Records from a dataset
····················

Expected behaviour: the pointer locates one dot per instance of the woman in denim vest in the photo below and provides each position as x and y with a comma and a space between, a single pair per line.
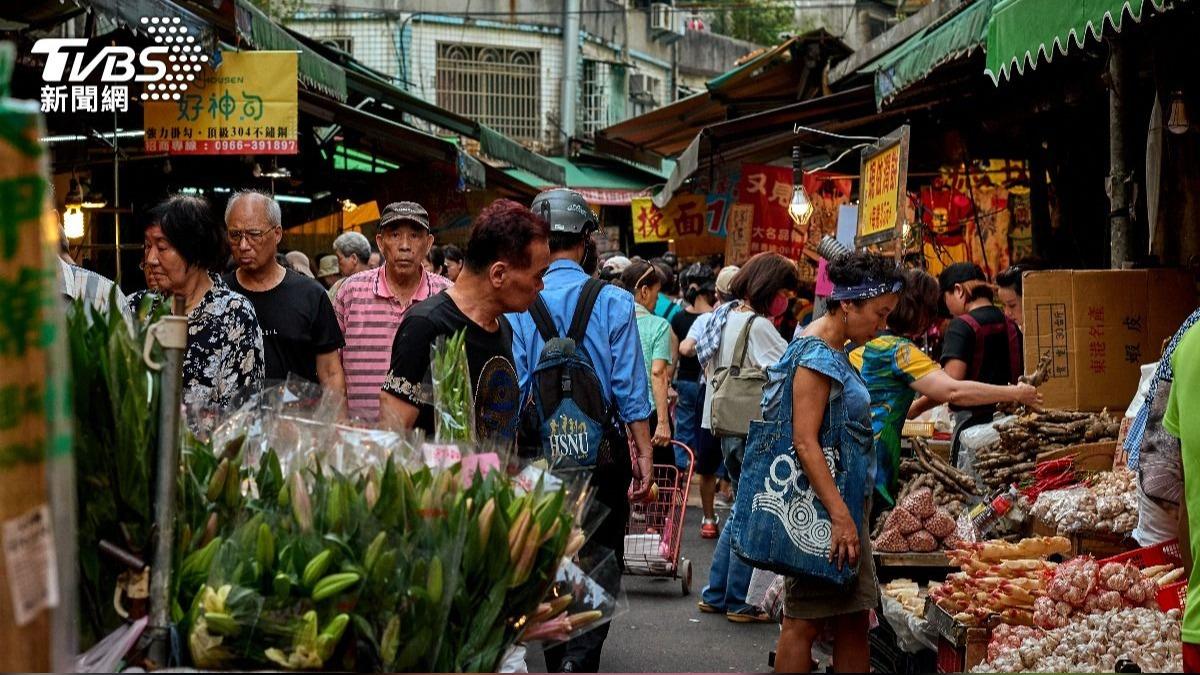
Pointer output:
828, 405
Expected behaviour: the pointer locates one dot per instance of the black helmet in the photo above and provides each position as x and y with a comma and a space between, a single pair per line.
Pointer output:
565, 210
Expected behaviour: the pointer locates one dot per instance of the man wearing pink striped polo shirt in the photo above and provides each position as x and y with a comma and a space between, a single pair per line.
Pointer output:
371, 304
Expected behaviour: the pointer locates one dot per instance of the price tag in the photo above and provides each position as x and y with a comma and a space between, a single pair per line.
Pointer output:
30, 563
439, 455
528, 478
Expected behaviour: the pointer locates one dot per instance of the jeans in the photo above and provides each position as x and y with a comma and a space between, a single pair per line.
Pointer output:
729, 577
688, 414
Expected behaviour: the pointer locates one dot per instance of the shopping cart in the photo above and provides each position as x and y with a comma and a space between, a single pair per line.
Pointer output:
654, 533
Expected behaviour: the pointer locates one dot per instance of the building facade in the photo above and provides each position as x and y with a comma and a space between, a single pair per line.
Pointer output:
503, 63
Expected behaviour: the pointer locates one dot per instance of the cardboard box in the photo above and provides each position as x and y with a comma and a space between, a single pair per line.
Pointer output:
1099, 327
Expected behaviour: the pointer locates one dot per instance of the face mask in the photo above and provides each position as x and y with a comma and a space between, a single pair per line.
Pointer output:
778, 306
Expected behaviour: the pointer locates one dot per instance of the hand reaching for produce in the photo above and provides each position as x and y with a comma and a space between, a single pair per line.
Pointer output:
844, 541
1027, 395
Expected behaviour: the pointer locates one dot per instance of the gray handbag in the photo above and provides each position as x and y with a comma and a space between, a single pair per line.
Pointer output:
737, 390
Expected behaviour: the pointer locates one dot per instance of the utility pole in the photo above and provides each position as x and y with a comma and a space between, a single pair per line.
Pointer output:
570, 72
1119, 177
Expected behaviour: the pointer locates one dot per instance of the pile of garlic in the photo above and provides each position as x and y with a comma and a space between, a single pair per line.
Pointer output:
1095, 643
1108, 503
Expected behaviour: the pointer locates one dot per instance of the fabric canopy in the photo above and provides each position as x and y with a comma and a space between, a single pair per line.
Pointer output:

····················

[WORK INSTRUCTIONS] Return the opening line of the data above and every line after it up to and including the line that holds "of the building"; pictures stay out.

[SOLUTION FOR THIS TASK]
Expected behaviour: the pointer locates one dot per instance of the woman in denim vest in the photo below and provides each position as x and y with a comma and a space between, a single pair per line.
Pointer output:
828, 405
Expected behaviour: the pointer locates one dot per instance of the black helmet in the photo above and provides each position as x and y with a comma and a space between, a single pair per line.
Pointer output:
565, 210
Expected behaviour: the pointer locates one dot per instance of the man wearing pink striped polo shirt in the photo above and provides each position as x and y with a comma and a space between, a single pair per line.
Pointer output:
371, 304
Expected behaviour: the pointer locates one dot per instance of the price tag in the photo above and provides each position as x and y with a comma and a space between, a single pair per line.
Pointer output:
30, 563
439, 455
528, 478
Expected behaviour: the pointer locates one dot per instance of the jeans in the photo above and provides each position as x and y with a comma and a space between, a single pair per line.
Pointer output:
729, 577
688, 414
Expected behaviour: the pointer locates one dot per instance of the shopping cart in the photo above and provides each position as x and y with a comma and a space between, a single pair per line.
Pointer output:
654, 533
Expected behaviour: the pointer locates one dot per instance of the building facade in the photo above and provides each position as x and y with a comma and a space between, a single pair per line.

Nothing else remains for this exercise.